▸ **The task**
Please give back, exactly as written, only the line containing "Query: sandy beach" and every line after it until the data below ends.

■ ■ ■ ■

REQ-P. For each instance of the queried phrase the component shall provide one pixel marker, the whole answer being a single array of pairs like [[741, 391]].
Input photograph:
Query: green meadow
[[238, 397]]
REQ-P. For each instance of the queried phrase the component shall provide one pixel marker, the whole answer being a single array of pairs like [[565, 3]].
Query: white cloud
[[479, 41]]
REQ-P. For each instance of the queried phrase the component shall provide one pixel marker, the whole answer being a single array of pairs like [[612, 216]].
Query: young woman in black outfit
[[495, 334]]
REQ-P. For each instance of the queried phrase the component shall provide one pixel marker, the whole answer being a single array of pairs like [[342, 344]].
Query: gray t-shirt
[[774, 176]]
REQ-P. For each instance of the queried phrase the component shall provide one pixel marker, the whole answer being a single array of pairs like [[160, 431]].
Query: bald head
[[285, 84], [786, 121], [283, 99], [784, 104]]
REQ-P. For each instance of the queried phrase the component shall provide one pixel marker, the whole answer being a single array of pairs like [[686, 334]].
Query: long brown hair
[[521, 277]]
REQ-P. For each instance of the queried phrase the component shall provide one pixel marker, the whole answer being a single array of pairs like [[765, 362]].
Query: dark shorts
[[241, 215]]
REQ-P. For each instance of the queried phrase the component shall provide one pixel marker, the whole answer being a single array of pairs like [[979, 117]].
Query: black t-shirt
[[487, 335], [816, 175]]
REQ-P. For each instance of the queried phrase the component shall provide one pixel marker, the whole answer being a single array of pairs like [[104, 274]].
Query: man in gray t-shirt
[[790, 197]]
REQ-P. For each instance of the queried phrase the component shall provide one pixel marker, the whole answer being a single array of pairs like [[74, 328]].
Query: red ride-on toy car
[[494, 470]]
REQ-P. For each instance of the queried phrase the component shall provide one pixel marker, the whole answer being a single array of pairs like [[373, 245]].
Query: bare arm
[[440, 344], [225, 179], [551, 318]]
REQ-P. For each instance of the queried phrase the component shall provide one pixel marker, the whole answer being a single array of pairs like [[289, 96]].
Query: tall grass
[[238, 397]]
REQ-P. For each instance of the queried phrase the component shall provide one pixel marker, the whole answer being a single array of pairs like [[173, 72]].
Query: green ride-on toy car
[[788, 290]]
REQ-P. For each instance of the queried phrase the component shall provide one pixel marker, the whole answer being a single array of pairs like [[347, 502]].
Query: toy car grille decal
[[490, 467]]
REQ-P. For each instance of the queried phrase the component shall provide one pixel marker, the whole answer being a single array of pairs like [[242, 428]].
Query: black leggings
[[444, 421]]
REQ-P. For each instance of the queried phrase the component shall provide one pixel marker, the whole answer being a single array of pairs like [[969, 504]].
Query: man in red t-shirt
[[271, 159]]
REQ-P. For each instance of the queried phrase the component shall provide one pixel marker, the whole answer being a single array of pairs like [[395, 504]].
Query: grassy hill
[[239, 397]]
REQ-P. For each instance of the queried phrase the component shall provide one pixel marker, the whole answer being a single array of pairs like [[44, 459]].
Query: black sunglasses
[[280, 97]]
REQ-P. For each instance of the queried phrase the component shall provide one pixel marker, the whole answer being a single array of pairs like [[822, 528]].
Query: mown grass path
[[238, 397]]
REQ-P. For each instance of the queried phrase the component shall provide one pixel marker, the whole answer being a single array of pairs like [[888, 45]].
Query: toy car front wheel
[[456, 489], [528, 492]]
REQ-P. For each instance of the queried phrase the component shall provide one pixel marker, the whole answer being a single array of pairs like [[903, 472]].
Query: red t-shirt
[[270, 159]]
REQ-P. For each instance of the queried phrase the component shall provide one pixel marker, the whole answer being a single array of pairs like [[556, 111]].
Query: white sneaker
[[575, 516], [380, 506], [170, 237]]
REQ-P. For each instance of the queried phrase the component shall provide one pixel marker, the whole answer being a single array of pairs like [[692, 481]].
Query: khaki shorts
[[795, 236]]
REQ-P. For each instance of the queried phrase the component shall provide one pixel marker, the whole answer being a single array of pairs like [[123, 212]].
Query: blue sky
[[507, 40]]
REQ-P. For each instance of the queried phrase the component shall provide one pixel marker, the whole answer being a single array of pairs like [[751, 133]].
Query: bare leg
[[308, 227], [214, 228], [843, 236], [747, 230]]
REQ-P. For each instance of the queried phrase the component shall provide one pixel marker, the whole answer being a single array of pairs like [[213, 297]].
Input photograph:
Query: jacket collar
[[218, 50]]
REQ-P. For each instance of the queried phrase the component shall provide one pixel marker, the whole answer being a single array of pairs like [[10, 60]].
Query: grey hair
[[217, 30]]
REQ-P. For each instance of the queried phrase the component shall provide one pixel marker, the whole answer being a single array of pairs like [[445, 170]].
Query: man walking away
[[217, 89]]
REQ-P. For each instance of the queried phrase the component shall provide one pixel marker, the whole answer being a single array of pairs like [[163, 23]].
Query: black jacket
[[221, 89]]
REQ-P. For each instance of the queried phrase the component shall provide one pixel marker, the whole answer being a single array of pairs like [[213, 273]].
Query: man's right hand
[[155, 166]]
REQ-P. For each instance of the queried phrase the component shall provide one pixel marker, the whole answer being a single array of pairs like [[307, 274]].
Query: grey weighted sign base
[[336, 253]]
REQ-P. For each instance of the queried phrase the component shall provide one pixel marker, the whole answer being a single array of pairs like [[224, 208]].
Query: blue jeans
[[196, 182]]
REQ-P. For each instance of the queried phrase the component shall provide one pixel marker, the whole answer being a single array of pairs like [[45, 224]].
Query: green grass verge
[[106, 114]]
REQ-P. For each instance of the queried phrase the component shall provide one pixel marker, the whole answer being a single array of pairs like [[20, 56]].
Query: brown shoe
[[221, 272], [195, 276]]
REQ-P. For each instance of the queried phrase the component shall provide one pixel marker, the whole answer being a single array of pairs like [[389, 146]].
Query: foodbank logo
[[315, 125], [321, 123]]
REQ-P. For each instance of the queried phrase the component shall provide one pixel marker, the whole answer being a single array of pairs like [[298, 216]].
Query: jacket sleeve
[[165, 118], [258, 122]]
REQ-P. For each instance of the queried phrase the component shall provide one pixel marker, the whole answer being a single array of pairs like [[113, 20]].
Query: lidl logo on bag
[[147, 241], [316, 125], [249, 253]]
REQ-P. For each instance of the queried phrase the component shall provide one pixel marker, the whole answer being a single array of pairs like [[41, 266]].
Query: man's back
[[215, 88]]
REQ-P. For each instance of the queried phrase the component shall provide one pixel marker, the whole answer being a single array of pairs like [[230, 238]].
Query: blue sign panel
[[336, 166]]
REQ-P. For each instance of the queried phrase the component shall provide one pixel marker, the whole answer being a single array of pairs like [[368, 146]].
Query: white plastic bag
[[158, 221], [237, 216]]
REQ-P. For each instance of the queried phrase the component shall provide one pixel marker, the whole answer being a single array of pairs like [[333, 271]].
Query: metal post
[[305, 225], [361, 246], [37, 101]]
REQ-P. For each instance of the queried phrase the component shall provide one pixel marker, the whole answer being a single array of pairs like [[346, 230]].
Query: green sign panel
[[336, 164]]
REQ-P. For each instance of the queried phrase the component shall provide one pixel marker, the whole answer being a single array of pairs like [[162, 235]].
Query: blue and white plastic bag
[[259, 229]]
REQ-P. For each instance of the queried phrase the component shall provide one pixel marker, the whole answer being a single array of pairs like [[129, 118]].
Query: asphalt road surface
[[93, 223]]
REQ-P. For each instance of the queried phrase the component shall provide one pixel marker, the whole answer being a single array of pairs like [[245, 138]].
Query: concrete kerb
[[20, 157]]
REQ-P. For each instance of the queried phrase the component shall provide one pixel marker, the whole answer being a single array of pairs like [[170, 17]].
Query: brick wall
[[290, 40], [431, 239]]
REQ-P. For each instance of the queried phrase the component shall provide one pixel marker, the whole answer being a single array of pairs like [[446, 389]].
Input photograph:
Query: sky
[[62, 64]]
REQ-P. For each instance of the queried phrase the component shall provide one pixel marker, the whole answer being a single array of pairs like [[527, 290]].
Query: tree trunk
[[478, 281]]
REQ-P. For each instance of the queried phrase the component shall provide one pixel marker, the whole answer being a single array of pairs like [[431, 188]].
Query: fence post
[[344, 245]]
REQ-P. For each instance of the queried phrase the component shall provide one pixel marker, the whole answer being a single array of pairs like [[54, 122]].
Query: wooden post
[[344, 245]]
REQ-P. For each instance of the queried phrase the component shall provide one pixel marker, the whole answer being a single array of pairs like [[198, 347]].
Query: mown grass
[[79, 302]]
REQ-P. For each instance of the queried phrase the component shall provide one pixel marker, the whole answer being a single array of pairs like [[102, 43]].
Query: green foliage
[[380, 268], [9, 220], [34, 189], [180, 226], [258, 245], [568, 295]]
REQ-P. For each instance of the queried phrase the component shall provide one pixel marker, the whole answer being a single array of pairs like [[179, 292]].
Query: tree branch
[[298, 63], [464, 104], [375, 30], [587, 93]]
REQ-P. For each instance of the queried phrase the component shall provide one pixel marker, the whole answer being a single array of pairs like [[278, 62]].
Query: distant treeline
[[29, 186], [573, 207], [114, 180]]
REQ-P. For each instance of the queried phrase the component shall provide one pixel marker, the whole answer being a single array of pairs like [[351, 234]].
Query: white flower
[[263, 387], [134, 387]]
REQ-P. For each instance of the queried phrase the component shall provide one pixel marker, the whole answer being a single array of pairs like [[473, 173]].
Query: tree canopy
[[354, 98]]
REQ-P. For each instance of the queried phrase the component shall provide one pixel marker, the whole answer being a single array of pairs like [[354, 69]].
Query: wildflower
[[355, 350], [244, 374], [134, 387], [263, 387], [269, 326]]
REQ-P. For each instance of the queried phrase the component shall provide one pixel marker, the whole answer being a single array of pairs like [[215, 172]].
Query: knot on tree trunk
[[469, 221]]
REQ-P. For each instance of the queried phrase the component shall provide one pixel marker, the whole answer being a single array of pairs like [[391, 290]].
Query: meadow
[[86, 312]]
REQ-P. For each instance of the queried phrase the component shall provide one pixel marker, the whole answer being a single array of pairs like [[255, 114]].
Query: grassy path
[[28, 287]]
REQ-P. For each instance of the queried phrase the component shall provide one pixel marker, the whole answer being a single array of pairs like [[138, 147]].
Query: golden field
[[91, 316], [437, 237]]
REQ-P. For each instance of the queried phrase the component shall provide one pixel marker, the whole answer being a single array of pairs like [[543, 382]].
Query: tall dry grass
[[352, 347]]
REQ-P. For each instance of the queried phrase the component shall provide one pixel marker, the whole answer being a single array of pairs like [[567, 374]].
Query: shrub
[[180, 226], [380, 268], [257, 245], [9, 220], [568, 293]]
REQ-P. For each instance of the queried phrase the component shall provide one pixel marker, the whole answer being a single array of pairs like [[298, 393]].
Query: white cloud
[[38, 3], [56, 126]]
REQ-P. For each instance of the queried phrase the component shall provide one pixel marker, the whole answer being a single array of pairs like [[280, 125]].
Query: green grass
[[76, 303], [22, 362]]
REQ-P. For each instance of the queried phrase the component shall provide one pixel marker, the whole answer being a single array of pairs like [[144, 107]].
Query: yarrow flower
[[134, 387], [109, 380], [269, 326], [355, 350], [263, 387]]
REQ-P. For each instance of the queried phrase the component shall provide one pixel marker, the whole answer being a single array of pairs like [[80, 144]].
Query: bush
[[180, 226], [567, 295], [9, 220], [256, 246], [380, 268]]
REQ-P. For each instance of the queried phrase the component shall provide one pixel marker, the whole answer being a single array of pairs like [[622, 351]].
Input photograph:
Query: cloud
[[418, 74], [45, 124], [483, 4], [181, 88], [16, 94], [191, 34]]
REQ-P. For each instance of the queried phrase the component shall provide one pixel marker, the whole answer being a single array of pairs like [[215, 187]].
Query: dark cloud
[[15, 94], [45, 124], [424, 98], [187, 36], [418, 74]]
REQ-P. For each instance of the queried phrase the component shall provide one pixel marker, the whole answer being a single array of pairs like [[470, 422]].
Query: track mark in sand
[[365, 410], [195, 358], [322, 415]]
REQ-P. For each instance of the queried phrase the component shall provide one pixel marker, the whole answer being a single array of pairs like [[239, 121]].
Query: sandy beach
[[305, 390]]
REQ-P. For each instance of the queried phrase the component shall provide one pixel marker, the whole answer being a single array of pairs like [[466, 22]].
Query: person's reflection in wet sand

■ ■ ■ ■

▸ **Answer section**
Query: sandy beach
[[305, 390]]
REQ-P. For each instance of the queried phrase the component shall provide one pixel marker, the whole answer being a single array of pairs like [[466, 22]].
Query: person's reflection in wet sand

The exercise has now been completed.